● **Page excerpt**

------------------------------------

0

I am trying to set up a bash script to download a web page once a day, then run a diff of the last two pages and send an alert if the pages are more than 15% different. I'm not really sure how to approach the selection of the two most recent pages.

The script starts simple enough, just doing a wget of a page and inserting the date into the filename:

wget --output-document=index`date +%Y-%m-%d`.html https://www.example.com

Assuming a couple of those pages have been collected, we run a diff of the two most recent pages. (And this is where I'm lost)

sdiff -B -b -s index1.html index2.html | wc -l

Any suggestions on how to set this up so it can pull the last two files and run the diff?

Ikarian
  • 51
  • 2
  • 2
  • 4
  • Save the timestamp of the last run in a file or with a link? – Etan Reisner Nov 11 '15 at 17:32
  • 1
    There are many ways. I might opt to save the file with the first characters as `YYYYMMDD`. Then you'll be able to order them easily in chronological order with `ls`. From there, it should be easy to pull the two most recently downloaded files, no? – Marc Nov 11 '15 at 17:34
  • Marc - You are correct, but I'm trying to find out if there is a more code-friendly method, like an interative function that can look at the file modified date, or something like that. "sdiff index%age+0.html index%age+1.html" Something that doesn't require the explicit filename, obviously, but will read the filenames and pull the most recent (or I suppose, the largest sum of D+M+Y would work too, right?) – Ikarian Nov 11 '15 at 19:48

1 Answers1

0

I would keep the date as part of file name when you do wget.

------------------------------------

● **Dataset content**
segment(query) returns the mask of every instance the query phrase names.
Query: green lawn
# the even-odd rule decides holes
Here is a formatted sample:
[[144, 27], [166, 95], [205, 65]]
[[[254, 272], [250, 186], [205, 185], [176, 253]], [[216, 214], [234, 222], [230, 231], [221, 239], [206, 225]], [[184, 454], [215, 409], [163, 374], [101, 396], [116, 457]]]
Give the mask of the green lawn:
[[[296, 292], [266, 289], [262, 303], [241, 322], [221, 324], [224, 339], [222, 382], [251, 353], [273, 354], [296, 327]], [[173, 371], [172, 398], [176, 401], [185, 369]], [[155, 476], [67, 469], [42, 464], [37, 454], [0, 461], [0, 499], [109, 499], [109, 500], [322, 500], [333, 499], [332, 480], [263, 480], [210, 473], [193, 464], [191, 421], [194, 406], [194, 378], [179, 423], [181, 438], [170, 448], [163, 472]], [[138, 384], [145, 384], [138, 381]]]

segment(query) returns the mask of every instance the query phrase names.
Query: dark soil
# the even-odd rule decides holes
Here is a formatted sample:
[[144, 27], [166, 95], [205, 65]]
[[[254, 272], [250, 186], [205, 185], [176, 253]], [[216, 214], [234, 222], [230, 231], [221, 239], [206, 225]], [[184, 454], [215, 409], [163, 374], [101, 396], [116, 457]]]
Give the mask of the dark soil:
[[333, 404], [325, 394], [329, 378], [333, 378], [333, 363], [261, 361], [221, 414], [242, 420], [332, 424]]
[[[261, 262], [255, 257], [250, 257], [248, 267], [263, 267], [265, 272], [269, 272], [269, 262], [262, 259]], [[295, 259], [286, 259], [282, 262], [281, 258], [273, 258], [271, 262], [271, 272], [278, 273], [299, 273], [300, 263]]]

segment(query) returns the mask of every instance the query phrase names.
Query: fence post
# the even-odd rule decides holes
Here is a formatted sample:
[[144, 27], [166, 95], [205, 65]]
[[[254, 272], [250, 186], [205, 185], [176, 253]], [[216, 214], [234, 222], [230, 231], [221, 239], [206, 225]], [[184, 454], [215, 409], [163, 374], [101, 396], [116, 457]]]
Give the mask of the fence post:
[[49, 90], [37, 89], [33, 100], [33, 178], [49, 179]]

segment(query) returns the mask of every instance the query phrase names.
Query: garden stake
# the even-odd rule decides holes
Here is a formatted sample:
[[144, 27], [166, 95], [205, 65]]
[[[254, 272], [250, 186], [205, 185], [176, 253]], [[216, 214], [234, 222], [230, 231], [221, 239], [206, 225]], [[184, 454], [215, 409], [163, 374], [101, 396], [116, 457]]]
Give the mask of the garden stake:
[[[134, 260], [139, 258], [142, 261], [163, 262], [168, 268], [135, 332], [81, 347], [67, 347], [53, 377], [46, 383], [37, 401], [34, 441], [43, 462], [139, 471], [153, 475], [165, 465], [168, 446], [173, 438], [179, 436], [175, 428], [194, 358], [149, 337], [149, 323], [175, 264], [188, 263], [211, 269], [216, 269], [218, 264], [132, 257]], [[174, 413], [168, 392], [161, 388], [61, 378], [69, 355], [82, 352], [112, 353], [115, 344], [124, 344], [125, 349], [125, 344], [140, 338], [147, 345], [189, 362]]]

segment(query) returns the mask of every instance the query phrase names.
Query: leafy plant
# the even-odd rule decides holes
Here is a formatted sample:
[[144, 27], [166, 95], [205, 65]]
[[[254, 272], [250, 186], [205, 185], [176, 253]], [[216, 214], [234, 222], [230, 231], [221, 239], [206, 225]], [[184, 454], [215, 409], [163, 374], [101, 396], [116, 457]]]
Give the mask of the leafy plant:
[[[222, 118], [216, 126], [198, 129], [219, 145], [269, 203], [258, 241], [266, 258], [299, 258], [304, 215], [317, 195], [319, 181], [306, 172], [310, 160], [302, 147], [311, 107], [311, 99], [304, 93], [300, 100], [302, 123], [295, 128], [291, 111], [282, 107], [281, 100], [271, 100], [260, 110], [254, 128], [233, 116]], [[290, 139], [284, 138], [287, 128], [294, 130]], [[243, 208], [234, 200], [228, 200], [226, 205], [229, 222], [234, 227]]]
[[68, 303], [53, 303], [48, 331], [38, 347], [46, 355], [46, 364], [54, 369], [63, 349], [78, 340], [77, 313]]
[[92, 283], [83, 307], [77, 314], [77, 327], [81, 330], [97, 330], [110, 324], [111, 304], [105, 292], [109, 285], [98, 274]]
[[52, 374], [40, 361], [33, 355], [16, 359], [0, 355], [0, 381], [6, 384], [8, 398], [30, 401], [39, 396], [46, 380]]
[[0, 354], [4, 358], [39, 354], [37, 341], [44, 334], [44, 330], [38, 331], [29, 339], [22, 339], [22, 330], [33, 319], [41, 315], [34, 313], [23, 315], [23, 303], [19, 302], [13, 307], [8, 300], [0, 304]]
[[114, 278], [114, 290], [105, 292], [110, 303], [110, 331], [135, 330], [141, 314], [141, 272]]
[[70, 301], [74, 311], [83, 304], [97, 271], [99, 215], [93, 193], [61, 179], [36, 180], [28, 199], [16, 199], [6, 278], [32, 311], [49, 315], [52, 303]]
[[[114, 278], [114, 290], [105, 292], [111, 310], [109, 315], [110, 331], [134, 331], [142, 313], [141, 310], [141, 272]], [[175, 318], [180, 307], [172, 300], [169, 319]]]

------------------------------------

● **Exercise instructions**
[1] In the records, from their first line up to and including the line with "273], [300, 263]]]", change "formatted sample" to "formatted illustration" and keep everything else the same. Give back only those lines.
[2] Go on with the forum thread about diffing a web page downloaded daily, starting from the point where it stops.
The records have no connection to the forum thread.

● **Responses for each task**
[1]
segment(query) returns the mask of every instance the query phrase names.
Query: green lawn
# the even-odd rule decides holes
Here is a formatted illustration:
[[144, 27], [166, 95], [205, 65]]
[[[254, 272], [250, 186], [205, 185], [176, 253]], [[216, 214], [234, 222], [230, 231], [221, 239], [206, 225]], [[184, 454], [215, 409], [163, 374], [101, 396], [116, 457]]]
Give the mask of the green lawn:
[[[296, 292], [266, 289], [262, 303], [241, 322], [221, 324], [224, 339], [222, 382], [251, 353], [273, 354], [296, 327]], [[173, 371], [172, 398], [176, 401], [185, 369]], [[155, 476], [67, 469], [42, 464], [37, 454], [0, 461], [0, 499], [109, 499], [109, 500], [322, 500], [333, 499], [332, 480], [263, 480], [210, 473], [193, 464], [191, 421], [194, 406], [194, 378], [179, 423], [181, 438], [170, 448], [163, 472]], [[138, 384], [145, 384], [138, 381]]]

segment(query) returns the mask of every instance the query phrase names.
Query: dark soil
# the even-odd rule decides holes
Here is a formatted illustration:
[[144, 27], [166, 95], [205, 65]]
[[[254, 272], [250, 186], [205, 185], [176, 253]], [[216, 214], [234, 222], [230, 231], [221, 239], [206, 225]], [[184, 454], [215, 409], [163, 374], [101, 396], [116, 457]]]
Give the mask of the dark soil:
[[333, 404], [325, 394], [329, 378], [333, 378], [333, 363], [261, 361], [221, 414], [242, 420], [332, 424]]
[[[261, 262], [255, 257], [250, 257], [248, 267], [263, 267], [265, 272], [269, 272], [269, 262], [262, 259]], [[295, 259], [286, 259], [282, 262], [281, 258], [273, 258], [271, 262], [271, 272], [278, 273], [299, 273], [300, 263]]]

[2]
For file comparison, I would go by below solution.

YdayFile=index`date +%Y%m%d -d "1 day ago"`.html
TodaysFile=index`date +%Y%m%d`.html        
wget --output-document=${TodaysFile} https://www.example.com
sdiff -B -b -s ${TodaysFile} ${YdayFile} | wc -l

You could replace "1 day ago" any number of days you want to go back. Doing file existence check before diff would be nice too.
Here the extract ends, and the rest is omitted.